MATERIAL PROVIDED
++++++++++

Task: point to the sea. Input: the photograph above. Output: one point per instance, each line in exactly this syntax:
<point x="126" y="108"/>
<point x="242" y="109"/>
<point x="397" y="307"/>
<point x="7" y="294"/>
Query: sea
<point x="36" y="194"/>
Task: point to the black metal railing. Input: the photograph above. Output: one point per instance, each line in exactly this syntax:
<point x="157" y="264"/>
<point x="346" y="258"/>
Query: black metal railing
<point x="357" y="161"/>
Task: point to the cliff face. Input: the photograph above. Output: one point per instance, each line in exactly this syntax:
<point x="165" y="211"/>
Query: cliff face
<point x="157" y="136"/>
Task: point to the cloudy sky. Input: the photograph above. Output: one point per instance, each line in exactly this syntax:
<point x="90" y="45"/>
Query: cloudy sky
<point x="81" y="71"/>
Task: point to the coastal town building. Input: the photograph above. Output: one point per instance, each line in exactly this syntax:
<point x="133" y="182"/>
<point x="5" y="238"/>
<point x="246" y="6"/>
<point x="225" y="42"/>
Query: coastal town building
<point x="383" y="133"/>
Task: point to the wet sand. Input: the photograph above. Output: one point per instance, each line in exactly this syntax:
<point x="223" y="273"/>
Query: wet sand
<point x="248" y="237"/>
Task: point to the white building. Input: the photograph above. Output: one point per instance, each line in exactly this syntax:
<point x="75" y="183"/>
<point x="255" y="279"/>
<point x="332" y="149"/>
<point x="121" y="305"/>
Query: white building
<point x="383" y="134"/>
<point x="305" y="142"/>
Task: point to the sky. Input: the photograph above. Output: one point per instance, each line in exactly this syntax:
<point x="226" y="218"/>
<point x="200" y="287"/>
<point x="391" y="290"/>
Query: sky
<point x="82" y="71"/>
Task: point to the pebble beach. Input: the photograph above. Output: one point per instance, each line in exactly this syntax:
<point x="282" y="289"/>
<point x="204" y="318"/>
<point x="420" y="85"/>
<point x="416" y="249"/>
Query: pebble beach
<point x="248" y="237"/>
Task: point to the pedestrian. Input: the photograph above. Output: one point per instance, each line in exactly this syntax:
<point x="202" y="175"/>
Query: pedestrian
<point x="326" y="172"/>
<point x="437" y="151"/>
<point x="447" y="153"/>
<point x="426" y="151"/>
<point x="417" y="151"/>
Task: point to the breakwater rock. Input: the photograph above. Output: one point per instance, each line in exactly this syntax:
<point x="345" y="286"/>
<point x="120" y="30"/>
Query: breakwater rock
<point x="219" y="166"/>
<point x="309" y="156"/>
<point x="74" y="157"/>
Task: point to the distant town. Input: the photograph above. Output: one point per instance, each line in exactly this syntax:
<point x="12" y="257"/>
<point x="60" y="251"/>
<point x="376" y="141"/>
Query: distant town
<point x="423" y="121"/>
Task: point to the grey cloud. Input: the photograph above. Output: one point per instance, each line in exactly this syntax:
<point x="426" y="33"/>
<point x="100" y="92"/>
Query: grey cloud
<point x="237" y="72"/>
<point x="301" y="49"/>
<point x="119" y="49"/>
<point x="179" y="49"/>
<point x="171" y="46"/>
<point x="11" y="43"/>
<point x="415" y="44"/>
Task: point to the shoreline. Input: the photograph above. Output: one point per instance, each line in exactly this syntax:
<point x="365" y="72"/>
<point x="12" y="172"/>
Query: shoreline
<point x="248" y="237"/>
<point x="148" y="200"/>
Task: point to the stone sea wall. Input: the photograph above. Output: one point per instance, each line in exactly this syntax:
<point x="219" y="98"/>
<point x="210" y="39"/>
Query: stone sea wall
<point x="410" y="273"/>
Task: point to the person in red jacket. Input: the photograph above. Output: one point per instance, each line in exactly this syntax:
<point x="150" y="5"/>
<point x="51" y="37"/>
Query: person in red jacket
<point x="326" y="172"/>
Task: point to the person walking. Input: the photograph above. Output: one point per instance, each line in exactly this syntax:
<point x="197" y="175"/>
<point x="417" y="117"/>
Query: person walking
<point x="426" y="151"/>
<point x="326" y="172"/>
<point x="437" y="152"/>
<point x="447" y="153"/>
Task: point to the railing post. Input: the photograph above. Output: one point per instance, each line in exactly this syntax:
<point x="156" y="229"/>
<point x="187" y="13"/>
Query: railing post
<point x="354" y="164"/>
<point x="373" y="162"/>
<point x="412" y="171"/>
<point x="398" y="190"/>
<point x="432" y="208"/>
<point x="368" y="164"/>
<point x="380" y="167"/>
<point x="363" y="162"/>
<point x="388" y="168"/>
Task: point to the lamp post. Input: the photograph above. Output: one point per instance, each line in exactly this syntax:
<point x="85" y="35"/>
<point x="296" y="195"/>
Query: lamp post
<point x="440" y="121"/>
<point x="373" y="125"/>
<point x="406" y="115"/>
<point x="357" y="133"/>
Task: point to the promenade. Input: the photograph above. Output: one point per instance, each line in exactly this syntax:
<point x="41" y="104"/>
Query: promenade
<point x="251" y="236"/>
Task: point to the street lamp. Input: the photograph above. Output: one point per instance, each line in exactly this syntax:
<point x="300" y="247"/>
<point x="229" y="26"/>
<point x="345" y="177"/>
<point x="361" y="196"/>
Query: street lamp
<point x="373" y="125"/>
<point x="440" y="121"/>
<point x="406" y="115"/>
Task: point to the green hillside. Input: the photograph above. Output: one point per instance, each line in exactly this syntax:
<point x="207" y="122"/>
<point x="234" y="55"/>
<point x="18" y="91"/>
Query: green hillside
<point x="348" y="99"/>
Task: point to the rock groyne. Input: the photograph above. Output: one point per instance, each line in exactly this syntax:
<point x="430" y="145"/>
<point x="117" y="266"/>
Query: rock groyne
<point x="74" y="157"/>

++++++++++

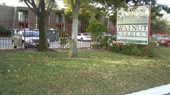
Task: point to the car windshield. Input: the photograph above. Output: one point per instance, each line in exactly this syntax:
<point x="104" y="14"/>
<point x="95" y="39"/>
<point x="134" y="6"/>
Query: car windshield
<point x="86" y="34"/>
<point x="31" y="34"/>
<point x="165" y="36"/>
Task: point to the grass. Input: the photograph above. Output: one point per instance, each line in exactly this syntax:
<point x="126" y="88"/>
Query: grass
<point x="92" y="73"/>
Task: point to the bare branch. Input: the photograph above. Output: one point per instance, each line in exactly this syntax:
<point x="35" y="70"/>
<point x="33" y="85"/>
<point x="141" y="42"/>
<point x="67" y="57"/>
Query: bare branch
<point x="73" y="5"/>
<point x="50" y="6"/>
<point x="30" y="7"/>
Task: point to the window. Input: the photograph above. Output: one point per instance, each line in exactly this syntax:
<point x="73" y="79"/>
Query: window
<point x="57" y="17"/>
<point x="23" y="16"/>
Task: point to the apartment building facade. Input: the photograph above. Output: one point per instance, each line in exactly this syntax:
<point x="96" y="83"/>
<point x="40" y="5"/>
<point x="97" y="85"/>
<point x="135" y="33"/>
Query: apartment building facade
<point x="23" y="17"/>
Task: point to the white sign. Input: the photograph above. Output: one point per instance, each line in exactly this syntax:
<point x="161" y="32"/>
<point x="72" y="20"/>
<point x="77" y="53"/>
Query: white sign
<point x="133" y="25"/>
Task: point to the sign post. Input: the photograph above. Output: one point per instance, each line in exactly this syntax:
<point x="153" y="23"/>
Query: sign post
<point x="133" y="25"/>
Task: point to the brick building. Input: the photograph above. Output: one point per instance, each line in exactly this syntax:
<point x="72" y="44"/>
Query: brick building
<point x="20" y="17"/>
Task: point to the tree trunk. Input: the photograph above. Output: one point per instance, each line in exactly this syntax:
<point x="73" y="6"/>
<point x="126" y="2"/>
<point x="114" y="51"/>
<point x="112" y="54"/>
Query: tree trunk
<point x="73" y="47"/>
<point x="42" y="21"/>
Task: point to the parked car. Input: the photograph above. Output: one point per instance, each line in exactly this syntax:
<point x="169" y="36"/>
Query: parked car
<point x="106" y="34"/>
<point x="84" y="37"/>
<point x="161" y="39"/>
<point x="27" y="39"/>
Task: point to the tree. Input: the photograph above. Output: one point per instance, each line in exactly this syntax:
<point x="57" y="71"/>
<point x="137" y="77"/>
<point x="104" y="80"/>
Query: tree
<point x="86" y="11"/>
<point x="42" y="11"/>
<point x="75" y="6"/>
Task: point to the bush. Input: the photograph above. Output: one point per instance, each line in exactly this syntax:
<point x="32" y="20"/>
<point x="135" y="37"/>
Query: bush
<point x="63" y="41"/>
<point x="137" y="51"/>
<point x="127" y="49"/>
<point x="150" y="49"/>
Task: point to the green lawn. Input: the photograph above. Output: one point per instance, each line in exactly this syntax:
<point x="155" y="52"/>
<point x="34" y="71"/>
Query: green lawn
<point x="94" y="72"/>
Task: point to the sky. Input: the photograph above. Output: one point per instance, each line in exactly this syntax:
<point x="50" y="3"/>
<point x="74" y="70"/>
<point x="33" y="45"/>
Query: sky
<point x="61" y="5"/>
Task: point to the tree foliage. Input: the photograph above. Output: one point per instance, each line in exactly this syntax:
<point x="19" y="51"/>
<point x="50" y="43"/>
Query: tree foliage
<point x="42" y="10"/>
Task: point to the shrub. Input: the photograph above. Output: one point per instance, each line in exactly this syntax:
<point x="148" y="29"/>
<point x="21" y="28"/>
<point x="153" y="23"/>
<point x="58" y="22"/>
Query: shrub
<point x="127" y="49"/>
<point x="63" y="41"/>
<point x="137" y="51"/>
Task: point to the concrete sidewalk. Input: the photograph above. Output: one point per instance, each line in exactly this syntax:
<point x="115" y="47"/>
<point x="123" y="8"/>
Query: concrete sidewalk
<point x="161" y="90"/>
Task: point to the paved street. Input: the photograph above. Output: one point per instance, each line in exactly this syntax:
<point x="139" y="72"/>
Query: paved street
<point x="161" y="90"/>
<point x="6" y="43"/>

++++++++++

WHAT IS BEING ASKED
How many lines of the records above contain the word "face", with case counting? Give only the number.

THE COMPLETED TASK
2